— Begin SELECTED EXTRACT —

# Need help on .38 crimp, please...



## UKWildcatFan (Sep 9, 2011)

What do you crimp your cases to? is the goal to have the same measurement from the bottom of the case (obviously above the rim) the same as the top? I'm used to .45ACP and I crimp to .470" - what is standard for .38? 

Thanks!


----------



## Steve M1911A1 (Feb 6, 2008)

I suggest that you are comparing apples to oranges.
The .45 ACP cartridge should most properly receive a _taper_ crimp, since the round is supposed to headspace on the case mouth. (Of course, in real life it can also "headspace" on where it's gripped by the extractor, but that's another issue.)
The general case for .38 revolver cartridges (if that's the ".38" you had in mind) is a _roll_ crimp, because revolver cartridges generally headspace on their rims, and are insensitive to what is done to the case mouth.
At any rate, when reloading for revolvers, if it slips easily into and out of the gun's chambers, it's OK. Also generally, properly made seating and crimping dies would not allow cartridges to bulge inappropriately.

If that doesn't answer your question satisfactorily, refine the query and ask it again.


----------



## UKWildcatFan (Sep 9, 2011)

Thx, yes I've read on the different crimps. I'll simply roll crimp as needed to slip into the cylinder and off to the range I'll go. Are your measurements about the same from the bottom third of the cartridge to the neck?


----------



## Steve M1911A1 (Feb 6, 2008)

— End SELECTED EXTRACT —
— Begin MATERIAL —

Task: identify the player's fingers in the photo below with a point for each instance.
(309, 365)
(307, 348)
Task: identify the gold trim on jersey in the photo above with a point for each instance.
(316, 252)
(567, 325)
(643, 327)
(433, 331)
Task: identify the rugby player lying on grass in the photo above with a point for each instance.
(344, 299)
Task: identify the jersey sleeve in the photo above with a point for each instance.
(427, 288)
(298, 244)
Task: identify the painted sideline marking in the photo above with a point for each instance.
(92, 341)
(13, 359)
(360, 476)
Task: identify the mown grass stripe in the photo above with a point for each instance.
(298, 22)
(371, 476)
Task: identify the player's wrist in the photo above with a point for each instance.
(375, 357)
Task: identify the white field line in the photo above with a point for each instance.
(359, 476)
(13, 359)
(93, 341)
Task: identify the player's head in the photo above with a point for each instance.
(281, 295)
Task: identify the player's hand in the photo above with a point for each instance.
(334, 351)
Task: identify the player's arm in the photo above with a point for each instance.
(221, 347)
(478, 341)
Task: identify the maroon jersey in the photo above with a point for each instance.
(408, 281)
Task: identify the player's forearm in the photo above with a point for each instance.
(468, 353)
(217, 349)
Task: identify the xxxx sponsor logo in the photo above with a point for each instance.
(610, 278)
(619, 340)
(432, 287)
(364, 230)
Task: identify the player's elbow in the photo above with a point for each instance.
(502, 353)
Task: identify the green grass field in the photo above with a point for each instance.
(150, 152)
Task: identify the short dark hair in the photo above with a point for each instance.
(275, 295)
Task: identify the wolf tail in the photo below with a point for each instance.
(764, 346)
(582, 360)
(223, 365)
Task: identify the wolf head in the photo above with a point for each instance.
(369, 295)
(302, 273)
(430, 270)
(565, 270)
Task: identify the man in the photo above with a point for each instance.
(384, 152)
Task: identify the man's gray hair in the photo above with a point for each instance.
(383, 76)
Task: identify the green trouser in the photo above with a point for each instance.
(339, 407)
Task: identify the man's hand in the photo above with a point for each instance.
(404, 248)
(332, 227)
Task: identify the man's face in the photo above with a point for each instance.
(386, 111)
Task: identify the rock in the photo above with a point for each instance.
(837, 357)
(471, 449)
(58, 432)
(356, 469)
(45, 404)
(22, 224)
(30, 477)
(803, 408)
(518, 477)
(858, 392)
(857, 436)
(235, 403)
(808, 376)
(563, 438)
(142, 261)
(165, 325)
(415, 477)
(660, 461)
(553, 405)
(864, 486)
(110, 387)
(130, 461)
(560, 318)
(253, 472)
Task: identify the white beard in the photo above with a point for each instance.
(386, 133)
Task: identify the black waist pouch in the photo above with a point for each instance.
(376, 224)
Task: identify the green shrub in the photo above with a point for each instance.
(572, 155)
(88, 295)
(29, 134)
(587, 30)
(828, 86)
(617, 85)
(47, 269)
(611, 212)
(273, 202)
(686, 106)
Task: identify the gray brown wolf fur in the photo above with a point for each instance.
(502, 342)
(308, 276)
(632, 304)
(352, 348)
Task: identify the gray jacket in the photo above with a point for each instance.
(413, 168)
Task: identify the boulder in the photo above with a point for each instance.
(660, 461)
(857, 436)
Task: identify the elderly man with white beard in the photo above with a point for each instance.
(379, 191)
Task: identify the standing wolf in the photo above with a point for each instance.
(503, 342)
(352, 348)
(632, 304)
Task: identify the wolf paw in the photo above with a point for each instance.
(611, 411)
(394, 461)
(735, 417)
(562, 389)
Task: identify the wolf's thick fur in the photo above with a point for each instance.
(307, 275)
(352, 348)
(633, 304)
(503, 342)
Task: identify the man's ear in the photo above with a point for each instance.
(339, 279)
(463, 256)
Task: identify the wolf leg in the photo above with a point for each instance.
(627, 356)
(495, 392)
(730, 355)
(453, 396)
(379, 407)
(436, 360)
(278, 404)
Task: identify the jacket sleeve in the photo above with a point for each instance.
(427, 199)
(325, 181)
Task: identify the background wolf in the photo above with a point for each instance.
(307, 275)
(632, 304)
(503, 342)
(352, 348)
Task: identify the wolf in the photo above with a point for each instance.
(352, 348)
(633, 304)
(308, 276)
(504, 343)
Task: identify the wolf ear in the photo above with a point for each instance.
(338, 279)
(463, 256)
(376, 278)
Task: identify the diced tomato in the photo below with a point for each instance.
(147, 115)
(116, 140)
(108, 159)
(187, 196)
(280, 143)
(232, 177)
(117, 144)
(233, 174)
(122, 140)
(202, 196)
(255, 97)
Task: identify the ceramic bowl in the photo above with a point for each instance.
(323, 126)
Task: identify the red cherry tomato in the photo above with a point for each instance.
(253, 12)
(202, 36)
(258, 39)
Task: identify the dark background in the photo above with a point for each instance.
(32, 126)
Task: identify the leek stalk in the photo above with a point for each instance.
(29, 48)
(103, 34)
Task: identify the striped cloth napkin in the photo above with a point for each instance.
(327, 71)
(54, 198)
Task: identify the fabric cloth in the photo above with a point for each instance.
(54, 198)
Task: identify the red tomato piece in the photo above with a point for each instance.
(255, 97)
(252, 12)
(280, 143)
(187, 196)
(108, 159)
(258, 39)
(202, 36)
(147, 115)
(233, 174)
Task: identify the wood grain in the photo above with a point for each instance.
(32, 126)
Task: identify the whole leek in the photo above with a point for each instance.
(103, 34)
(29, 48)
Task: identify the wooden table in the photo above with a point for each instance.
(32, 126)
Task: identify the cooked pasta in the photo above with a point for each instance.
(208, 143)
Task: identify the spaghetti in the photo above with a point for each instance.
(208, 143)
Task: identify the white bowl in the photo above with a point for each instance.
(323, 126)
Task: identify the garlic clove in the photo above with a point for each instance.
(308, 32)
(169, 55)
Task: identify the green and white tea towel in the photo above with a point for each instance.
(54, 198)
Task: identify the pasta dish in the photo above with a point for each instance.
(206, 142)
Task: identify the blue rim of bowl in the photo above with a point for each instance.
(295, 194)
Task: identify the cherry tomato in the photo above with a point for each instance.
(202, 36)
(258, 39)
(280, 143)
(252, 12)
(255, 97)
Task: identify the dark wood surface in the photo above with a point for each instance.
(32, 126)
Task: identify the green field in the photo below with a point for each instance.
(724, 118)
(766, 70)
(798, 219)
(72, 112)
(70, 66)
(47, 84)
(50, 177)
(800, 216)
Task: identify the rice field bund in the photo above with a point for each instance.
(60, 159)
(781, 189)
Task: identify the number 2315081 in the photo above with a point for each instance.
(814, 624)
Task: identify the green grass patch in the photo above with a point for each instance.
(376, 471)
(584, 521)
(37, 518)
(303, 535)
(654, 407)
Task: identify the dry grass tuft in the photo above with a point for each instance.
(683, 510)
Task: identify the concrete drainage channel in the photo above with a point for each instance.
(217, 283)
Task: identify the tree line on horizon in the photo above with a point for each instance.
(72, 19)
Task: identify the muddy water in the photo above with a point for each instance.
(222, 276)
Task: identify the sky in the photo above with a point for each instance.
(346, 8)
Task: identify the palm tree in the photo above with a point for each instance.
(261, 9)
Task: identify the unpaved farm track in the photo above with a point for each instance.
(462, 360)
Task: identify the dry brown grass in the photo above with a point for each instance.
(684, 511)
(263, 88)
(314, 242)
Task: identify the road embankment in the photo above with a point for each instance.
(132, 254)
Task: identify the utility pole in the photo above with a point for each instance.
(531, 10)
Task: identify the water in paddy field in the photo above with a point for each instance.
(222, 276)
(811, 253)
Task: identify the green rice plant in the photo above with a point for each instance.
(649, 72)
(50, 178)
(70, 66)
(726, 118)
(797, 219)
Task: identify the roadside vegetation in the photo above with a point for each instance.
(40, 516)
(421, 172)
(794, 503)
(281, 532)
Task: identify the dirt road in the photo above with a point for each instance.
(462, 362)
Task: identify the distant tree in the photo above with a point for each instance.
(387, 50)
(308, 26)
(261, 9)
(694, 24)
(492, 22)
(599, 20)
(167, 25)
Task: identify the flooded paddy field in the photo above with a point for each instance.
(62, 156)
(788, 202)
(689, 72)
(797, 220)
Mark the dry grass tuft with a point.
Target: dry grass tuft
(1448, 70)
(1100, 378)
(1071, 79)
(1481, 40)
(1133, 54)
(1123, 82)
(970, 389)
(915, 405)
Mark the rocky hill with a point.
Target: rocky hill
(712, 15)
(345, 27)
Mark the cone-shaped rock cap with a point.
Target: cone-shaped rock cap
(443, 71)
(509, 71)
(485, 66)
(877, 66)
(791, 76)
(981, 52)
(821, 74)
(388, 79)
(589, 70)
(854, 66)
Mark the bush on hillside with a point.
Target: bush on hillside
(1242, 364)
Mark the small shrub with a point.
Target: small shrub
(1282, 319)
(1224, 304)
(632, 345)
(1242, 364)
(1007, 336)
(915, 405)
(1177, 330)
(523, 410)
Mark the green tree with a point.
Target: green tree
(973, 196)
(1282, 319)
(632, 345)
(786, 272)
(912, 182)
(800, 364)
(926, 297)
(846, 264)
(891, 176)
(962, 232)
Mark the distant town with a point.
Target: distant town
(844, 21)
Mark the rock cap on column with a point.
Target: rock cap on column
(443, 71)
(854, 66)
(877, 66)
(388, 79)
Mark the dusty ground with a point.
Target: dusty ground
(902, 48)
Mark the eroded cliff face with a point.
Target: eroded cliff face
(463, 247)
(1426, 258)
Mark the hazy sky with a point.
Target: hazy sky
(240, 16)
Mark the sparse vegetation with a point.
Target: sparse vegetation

— End MATERIAL —

◆ **PROBLEMS AND TASKS**
#1 Answer these questions about the thread on .38 crimping, one per line:
(a) What measurement does the original poster crimp .45 ACP cases to?
(b) What kind of crimp does the reply say the .45 ACP cartridge should most properly receive?
(c) On what do revolver cartridges generally headspace, according to the reply?
#2 Revise the thread on .38 crimping by writing out the part that starts with "At any rate, when" and ends with "to the neck?", with "cylinder" changed to "chamber".
#3 Summarize the thread on .38 crimping in three sentences.

◆ **WORKED ANSWERS**
#1
(a) .470"
(b) A taper crimp
(c) Their rims

#2
At any rate, when reloading for revolvers, if it slips easily into and out of the gun's chambers, it's OK. Also generally, properly made seating and crimping dies would not allow cartridges to bulge inappropriately.

If that doesn't answer your question satisfactorily, refine the query and ask it again.


----------



## UKWildcatFan (Sep 9, 2011)

Thx, yes I've read on the different crimps. I'll simply roll crimp as needed to slip into the chamber and off to the range I'll go. Are your measurements about the same from the bottom third of the cartridge to the neck?

#3 A poster who crimps .45 ACP cases to .470" asks what the standard crimp is for .38. A reply says that .45 ACP should get a taper crimp because it headspaces on the case mouth, while .38 revolver cartridges generally get a roll crimp because they headspace on their rims, and that a revolver round is fine if it slips easily into and out of the chambers. The original poster says he will roll crimp as needed to fit the cylinder.